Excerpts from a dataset
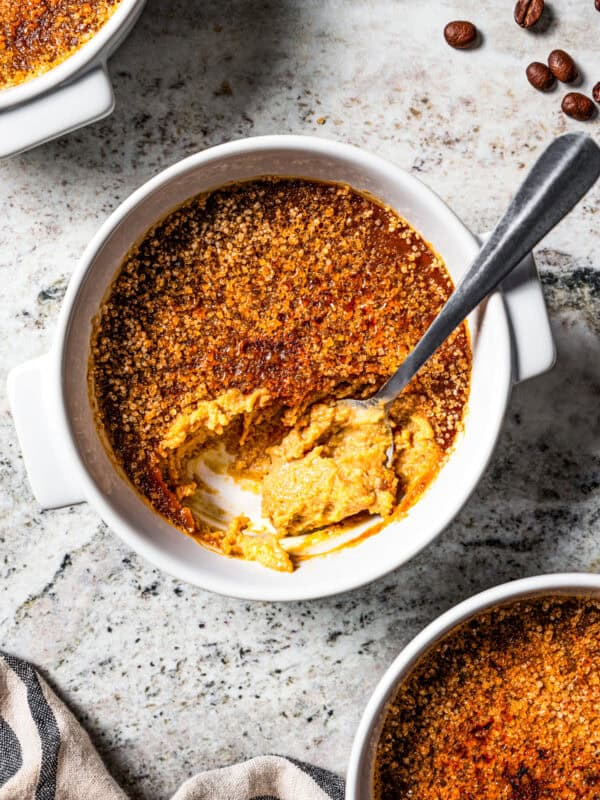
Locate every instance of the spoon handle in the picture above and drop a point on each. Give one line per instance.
(559, 178)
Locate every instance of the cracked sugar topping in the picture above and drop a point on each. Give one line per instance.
(305, 291)
(36, 35)
(504, 708)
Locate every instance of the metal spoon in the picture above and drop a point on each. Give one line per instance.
(558, 180)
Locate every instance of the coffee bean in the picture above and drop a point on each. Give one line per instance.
(539, 76)
(562, 66)
(578, 106)
(528, 12)
(460, 34)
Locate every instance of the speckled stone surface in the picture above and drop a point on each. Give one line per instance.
(169, 679)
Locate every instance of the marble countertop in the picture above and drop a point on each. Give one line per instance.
(169, 679)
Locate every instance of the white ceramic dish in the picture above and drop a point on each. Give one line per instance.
(359, 780)
(75, 93)
(67, 463)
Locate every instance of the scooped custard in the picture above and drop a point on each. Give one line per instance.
(230, 333)
(37, 35)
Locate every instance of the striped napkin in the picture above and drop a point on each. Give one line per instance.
(46, 755)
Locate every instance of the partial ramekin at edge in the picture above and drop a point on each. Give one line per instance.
(76, 92)
(65, 458)
(359, 781)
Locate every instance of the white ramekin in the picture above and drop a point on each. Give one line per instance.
(67, 463)
(359, 781)
(75, 93)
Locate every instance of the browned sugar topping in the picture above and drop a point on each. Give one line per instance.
(505, 708)
(36, 35)
(307, 289)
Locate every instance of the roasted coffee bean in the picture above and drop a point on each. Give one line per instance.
(578, 106)
(539, 76)
(460, 34)
(562, 66)
(528, 12)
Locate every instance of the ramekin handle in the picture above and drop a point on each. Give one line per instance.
(533, 342)
(53, 481)
(72, 105)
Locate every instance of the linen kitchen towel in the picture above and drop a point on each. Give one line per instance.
(46, 755)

● PROBLEM DESCRIPTION
Write out each entry word for word, images excluded.

● EXERCISE SOLUTION
Locate every instance of the spoon handle in the picture above and drop a point on each. Give one line per instance.
(559, 178)
Locate every instance of the cracked sugar topping in the picture above and drop a point on each. Give one line per instance.
(305, 291)
(36, 35)
(504, 708)
Locate every instance of the metal spoon in the picture above and drop a point on each. Give one line per instance.
(558, 180)
Locate every instance of the coffee bean in the picture above and drop a point on each. Give one line per instance.
(539, 76)
(562, 66)
(578, 106)
(528, 12)
(460, 34)
Locate every instance of the speckled stone surface in the picture above and drop a point on each. Give one line per instance.
(169, 679)
Locate every instance of the marble countertop in the picture above and drop a point on each. Give one line per instance.
(169, 679)
Locate every instance of the white ceramic dish in the picture above and drop a point on each. Give one line per instance.
(359, 780)
(75, 93)
(67, 463)
Locate every instance of the scooped custard in the picture above and drop a point on each. Give one line per instance.
(230, 333)
(37, 35)
Locate every instance of the striped napkin in the picture above and drop a point on each. Give one line per instance.
(46, 755)
Locate every instance of the partial ramekin at edge in the picture above and drop a point on each. Give one line per instance.
(76, 92)
(65, 458)
(359, 781)
Locate every instance of the white ramekin in the picture above and drop a point on each. Give one line per instance.
(67, 463)
(359, 781)
(75, 93)
Locate every instance of the browned sugar topping in the picture above and drop a point on each. Give one line per instance.
(505, 708)
(36, 35)
(307, 289)
Locate every instance of the roasted coffee bean in the picture above and drop a point on each. Give one line per instance.
(578, 106)
(539, 76)
(460, 34)
(562, 66)
(528, 12)
Locate every instance of the ramekin handle in the picture above and drop a point on each. Give one line per instance.
(533, 342)
(53, 481)
(72, 105)
Locate every instance of the linen kitchen towel in the picture above and drop a point on each. Give one line per instance.
(46, 755)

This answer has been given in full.